• [WHAT THE TASK ASKS]:
What is the number of lines in the data holding the word "below"? Give that number by itself.

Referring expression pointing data

-=-=-

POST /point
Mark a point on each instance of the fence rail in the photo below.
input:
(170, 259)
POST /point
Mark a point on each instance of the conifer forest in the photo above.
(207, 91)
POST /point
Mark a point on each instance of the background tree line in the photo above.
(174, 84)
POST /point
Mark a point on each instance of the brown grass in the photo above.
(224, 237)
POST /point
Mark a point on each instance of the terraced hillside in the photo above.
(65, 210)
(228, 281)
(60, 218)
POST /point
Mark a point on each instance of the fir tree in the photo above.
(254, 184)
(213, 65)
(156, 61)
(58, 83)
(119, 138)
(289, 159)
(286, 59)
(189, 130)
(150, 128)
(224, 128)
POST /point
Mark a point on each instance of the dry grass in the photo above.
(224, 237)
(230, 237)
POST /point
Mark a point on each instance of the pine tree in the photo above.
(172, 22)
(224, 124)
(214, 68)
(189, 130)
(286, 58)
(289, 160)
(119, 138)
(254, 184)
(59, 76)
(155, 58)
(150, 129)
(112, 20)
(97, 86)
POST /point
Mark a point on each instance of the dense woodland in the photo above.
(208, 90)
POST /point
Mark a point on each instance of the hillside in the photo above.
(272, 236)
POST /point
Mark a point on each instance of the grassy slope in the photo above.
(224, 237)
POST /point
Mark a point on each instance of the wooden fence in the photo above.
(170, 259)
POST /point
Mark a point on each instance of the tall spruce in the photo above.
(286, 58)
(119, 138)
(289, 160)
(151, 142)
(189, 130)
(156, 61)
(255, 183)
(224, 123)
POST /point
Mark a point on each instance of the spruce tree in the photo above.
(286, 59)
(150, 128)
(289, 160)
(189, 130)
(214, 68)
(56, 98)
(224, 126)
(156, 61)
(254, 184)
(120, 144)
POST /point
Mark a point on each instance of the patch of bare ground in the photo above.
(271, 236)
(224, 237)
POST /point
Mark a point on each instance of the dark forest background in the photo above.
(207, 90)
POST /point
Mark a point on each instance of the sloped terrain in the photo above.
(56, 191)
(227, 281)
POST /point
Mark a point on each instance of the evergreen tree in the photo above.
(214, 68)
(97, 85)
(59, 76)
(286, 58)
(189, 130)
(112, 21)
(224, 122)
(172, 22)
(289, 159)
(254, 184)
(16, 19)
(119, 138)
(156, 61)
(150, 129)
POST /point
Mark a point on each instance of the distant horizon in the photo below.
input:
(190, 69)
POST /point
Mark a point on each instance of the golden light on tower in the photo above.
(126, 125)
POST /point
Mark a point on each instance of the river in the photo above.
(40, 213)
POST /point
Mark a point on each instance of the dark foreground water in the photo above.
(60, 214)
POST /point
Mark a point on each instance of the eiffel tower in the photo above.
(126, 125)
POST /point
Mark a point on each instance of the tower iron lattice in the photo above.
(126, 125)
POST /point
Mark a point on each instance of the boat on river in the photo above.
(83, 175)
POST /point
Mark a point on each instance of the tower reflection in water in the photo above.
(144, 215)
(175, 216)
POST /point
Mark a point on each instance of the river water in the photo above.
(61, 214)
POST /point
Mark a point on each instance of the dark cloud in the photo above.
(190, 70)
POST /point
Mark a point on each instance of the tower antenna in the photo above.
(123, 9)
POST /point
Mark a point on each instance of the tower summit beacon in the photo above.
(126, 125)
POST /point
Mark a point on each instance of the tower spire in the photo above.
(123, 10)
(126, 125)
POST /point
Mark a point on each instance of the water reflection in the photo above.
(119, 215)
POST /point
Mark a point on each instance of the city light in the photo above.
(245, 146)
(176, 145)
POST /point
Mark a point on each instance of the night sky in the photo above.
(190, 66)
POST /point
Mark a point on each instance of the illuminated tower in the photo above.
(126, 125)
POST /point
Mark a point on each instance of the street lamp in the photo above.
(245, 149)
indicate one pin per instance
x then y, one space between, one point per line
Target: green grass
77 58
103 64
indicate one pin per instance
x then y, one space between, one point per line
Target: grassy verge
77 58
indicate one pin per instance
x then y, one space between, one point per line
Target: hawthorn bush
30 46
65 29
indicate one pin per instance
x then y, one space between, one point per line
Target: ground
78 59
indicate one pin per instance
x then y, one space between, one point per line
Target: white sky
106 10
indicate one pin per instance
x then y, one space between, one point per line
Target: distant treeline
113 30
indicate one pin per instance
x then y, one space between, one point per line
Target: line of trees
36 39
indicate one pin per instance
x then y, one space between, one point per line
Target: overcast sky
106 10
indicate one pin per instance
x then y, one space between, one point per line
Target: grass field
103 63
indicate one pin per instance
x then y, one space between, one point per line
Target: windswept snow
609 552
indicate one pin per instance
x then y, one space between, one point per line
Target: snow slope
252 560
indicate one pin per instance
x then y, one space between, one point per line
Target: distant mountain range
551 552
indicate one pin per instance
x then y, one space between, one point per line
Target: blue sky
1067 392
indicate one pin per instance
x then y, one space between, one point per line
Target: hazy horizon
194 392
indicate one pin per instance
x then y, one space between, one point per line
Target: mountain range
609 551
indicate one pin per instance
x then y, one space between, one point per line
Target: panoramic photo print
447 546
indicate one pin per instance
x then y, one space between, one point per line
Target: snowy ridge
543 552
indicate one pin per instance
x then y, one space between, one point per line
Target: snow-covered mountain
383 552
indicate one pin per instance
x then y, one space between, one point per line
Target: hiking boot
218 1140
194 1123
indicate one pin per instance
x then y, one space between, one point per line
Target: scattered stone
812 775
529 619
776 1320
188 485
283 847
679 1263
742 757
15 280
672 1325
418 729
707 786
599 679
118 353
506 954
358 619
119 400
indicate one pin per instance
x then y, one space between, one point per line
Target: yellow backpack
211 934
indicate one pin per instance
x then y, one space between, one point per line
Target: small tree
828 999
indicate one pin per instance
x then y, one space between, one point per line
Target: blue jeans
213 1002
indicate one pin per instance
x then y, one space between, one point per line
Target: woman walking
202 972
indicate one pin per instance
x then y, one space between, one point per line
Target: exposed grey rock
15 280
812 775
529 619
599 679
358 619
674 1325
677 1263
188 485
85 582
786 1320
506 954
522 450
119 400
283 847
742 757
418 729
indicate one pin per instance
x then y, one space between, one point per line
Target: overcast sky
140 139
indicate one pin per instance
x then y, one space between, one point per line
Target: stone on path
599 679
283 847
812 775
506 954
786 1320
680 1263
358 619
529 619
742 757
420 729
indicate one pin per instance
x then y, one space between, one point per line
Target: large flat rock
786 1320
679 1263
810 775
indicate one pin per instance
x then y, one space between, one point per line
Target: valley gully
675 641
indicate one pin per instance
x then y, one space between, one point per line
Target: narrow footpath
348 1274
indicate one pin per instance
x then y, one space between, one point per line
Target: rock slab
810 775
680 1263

-=-=-

• [TASK SOLUTION]:
2